— Start Dataset entries —
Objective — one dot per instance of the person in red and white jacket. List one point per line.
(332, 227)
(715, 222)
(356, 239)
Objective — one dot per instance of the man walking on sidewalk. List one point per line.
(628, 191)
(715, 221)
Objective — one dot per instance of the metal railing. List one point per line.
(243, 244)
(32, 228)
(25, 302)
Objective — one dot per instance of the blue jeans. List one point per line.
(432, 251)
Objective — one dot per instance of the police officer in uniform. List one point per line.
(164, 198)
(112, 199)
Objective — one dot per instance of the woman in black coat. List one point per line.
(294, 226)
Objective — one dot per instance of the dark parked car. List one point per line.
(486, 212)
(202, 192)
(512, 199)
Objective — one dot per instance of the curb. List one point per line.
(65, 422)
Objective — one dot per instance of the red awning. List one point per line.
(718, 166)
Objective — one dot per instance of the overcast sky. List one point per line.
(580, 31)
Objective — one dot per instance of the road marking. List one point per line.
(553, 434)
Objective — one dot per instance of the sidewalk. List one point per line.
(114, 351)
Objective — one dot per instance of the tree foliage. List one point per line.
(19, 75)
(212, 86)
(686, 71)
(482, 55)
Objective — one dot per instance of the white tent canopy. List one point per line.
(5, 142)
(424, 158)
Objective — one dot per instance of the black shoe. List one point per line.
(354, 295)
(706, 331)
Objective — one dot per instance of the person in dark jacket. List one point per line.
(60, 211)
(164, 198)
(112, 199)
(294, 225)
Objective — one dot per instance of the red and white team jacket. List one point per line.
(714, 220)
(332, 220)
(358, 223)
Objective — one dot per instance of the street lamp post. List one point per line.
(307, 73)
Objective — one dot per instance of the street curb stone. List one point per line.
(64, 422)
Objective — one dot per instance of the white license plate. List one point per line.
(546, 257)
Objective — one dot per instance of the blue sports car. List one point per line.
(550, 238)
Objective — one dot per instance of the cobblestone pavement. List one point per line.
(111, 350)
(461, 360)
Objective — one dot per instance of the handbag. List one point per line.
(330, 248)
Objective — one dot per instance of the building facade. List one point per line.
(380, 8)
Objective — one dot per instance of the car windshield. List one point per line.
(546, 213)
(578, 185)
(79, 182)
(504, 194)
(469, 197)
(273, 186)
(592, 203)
— End Dataset entries —
[Stated goal]
Repeat every record, keeping each word and mark exactly as it is.

[Answer]
Objective — one dot per instance of the person in red and white jacket. List one point per line.
(332, 227)
(715, 222)
(356, 239)
Objective — one dot per instance of the man walking on sidewalk. List one point per line.
(628, 191)
(715, 221)
Objective — one dot per instance of the metal railing. List one point per line.
(243, 244)
(32, 228)
(25, 302)
Objective — one dot per instance of the blue jeans. List one point per line.
(432, 251)
Objective — one dot per instance of the police officer in uniform. List one point per line.
(164, 198)
(112, 199)
Objective — one dot per instance of the woman in black coat. List one point per line.
(294, 226)
Objective — one dot per instance of the dark parked car. List one point per line.
(486, 212)
(202, 192)
(512, 199)
Objective — one dot per instance of the curb. List one point per line.
(65, 422)
Objective — one dot per instance of the red awning. List one point per line.
(718, 166)
Objective — one dot per instance of the overcast sky. List one point per line.
(580, 31)
Objective — one dot per instance of the road marking. List one point per line.
(553, 434)
Objective — one dot per instance of the sidewalk. List one point per line.
(114, 351)
Objective — one dot per instance of the tree foliage. List one point per line.
(19, 75)
(212, 86)
(686, 71)
(482, 55)
Objective — one dot per instance of the white tent canopy. List one point per line.
(5, 142)
(424, 158)
Objective — one dot per instance of the black shoe. List one point per line.
(354, 295)
(706, 331)
Objective — one dot per instance of the person in dark jacket. List one point per line.
(60, 211)
(164, 198)
(112, 199)
(294, 225)
Objective — one dot per instance of the red and white team jacket. List one point per line.
(714, 220)
(332, 220)
(358, 223)
Objective — one dot per instance of the street lamp post. List one point per line.
(307, 73)
Objective — one dot per instance of the street curb stone. List one point per line.
(64, 422)
Objective — one dot per instance of the white license plate. List one point per line.
(546, 257)
Objective — one dot per instance of the blue sports car. List one point per line.
(550, 238)
Objective — one dot per instance of the cobblestone pavement. List one point per line.
(111, 350)
(461, 360)
Objective — one dot per instance of the handbag. List one point per line.
(330, 248)
Objective — one dot per instance of the building facade. List one point per line.
(380, 8)
Objective — one dot per instance of the car windshield. List one point per line.
(546, 213)
(578, 185)
(79, 182)
(504, 194)
(469, 197)
(273, 186)
(592, 203)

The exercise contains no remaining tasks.